- _CHALLENGE_
Return every line of the material below verbatim, but leave out the pictures.
* * * * *
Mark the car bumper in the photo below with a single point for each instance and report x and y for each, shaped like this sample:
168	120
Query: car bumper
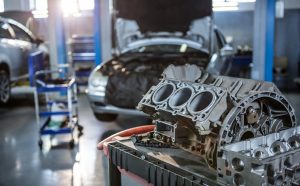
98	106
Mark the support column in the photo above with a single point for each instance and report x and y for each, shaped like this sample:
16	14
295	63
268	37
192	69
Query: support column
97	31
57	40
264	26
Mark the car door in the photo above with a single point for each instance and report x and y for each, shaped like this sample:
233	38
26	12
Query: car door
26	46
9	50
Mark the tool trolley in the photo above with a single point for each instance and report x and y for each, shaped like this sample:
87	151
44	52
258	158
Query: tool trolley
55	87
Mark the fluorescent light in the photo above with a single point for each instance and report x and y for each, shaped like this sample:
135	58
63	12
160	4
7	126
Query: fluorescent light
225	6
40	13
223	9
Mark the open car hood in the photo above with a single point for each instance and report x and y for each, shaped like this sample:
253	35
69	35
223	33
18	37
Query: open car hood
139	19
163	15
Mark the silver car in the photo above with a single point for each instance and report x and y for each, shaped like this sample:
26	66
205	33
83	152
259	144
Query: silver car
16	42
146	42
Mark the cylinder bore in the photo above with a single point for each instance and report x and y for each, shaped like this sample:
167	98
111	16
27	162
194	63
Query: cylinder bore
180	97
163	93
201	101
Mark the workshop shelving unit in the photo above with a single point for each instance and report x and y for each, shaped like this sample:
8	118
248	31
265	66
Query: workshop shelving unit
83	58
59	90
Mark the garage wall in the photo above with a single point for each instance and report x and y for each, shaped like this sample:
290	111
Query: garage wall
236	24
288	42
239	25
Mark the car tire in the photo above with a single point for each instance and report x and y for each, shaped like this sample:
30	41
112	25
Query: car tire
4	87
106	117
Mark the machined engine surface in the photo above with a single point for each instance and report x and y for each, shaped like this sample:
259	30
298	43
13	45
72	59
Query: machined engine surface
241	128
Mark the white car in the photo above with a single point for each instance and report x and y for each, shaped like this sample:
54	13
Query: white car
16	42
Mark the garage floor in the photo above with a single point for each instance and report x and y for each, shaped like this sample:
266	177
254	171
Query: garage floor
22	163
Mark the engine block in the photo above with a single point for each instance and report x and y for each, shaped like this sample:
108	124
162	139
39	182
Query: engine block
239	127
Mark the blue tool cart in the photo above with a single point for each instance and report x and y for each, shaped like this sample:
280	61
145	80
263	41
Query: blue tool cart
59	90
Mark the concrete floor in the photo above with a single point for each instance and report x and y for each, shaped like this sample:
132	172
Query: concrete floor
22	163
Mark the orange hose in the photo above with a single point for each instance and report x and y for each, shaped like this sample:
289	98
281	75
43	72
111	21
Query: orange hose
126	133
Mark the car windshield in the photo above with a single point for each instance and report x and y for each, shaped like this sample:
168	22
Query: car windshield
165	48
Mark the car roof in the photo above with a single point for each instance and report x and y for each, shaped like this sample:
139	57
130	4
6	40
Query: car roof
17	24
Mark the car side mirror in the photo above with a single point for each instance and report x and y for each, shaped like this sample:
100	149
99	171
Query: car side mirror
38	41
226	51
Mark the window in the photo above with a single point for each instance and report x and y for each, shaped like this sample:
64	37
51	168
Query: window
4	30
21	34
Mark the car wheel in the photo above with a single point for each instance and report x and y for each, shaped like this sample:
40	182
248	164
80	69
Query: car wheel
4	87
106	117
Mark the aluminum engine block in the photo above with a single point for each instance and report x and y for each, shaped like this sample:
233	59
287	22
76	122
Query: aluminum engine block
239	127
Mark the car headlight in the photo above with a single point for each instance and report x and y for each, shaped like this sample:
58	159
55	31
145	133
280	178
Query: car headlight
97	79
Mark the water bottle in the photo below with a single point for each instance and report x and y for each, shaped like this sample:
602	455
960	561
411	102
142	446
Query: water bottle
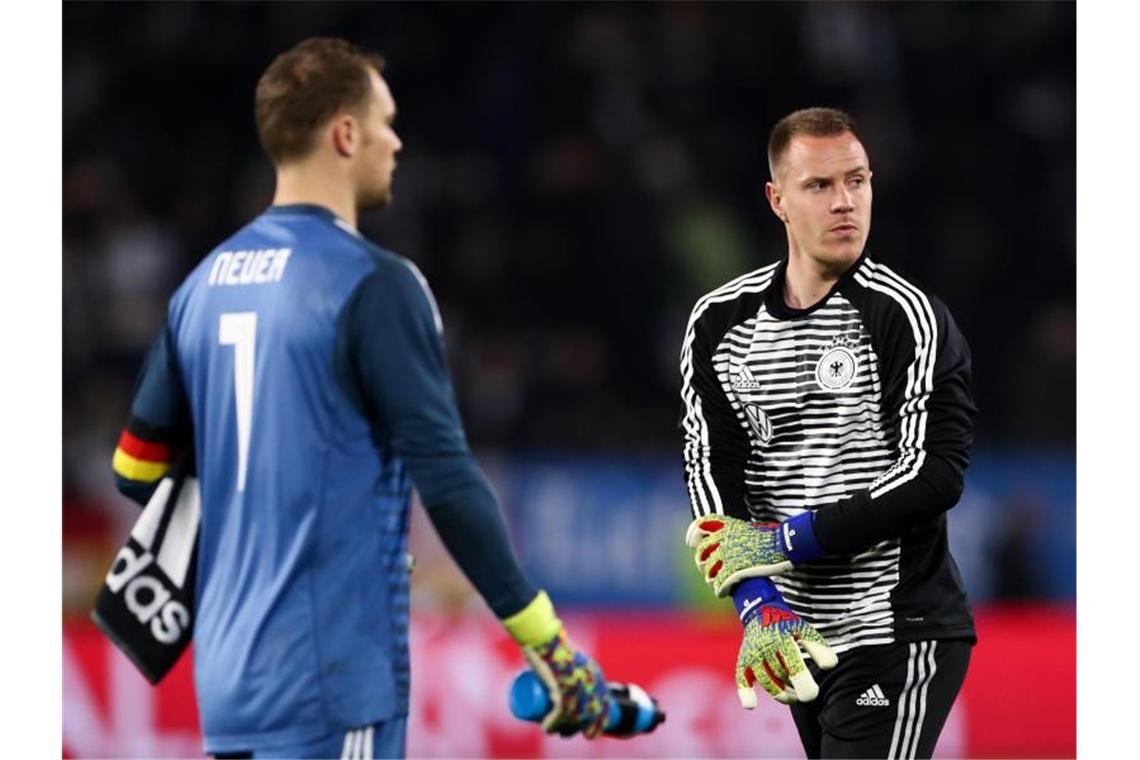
* * * * *
- _THE RESULT_
Mark the car bumper in the photo below with a single point for each instance and report x and y for each, shaped like this sample:
168	120
Query: car bumper
98	106
Mark the support column in the photo above with a single point for each instance and report x and y for each, shaped like this sample:
16	14
295	63
268	37
192	69
Query: support column
97	31
57	40
264	26
Mark the car door in the photo above with a single point for each instance and report x and y for each, shaped like this sample:
233	38
26	12
Query: car door
26	46
9	50
Mark the tool trolley in the photo above with a single point for each instance and report x and y for each, shaped like this sample:
87	151
44	52
258	158
Query: tool trolley
55	87
Mark the fluorescent light in the photo above with a single point for each instance and report x and y for each, shaped like this sample:
135	58
63	12
160	4
7	126
Query: fluorescent light
225	6
40	13
223	9
Mark the open car hood in the photo above with a single point for each instance and report x and y for each, shaped like this sample:
253	35
69	35
223	33
18	37
Query: open car hood
139	19
163	15
Mark the silver car in the photo above with a single point for each instance and report x and y for each, shaped like this sample:
26	66
205	33
83	152
259	144
Query: silver car
16	42
146	42
Mark the cylinder bore in the photo above with a single point for each instance and report x and y for each, shaped like this sample:
167	98
111	16
27	162
194	63
Query: cylinder bore
180	97
163	93
201	101
Mark the workshop shelving unit in the photo above with a single point for each instance and report x and y for each, shaped like this sample:
8	118
248	31
265	66
Query: workshop shelving unit
83	58
59	90
Mark the garage wall in the photo above with a single point for each instance and report x and y for each, shaped like this sample:
290	111
Query: garage wall
236	24
288	42
239	25
Mark the car tire in the photo above with a single point for each instance and report x and y for each, shaped like this sample:
30	41
112	25
Query: car tire
4	87
106	117
Mark the machined engine surface in the photo above with a single point for each instance and report x and y for each, shaped like this sample:
259	30
298	43
13	45
72	59
Query: machined engine surface
241	128
Mark the white car in the photo above with a single point for each instance and report x and y for each, shaped like this sample:
54	13
Query: white car
16	42
Mark the garage floor in the photo above with a single point for each instance and report x and y for each, shaped like this sample:
266	177
254	171
Query: garage floor
22	163
Mark the engine block in the photo above with a single point for each instance and report x and y for each, shaped like this sample:
108	124
162	139
39	182
Query: engine block
239	127
Mark the blue tool cart in the photo above with a single point for each instance and report x and y for each, shaped like this sample:
280	61
145	80
263	41
Query: blue tool cart
59	90
Mark the concrete floor in the photo above with a single point for each instance and report x and y for each, shaped like this sample:
132	172
Query: concrete floor
22	163
Mark the orange hose in the photo above with a single point for each instance and report x and y for each, shaped like this sample:
289	98
281	75
43	72
111	21
Query: orange hose
126	133
Mark the car windshield in the photo above with a single point for each instance and report x and y for each, shaped like this sample:
168	22
Query: car windshield
165	48
Mark the car roof in the photo above with a single point for each instance and report x and y for each, shaped like this sample:
139	57
130	4
6	40
Query: car roof
17	24
Mark the car side mirror in the photo above with a single point for each instance and report x and y for each, shaped like this sample:
100	149
99	171
Query: car side mirror
38	41
226	51
Mark the window in the photo above with a single point for each instance and report x and y for each, shaped like this sample:
64	37
51	168
Query: window
4	30
21	34
Mark the car wheel in the photo above with a single point for each instance and report x and y for each, shaped like this sample:
40	182
248	164
80	69
Query: car wheel
4	87
106	117
Mark the aluminum engine block in the photo above with a single point for each instance and report x and y for each, shaped like this sample:
233	59
287	22
76	122
Query: aluminum engine block
239	127
Mark the car headlight in the photo above with a single point for each instance and report x and y for each, shaped like this sample:
58	159
55	31
145	133
280	178
Query: car headlight
97	79
Mark the water bottle in the photo below with a single point for each instance and report x and y for each, shaped like this sample:
602	455
960	561
411	102
142	446
Query: water bottle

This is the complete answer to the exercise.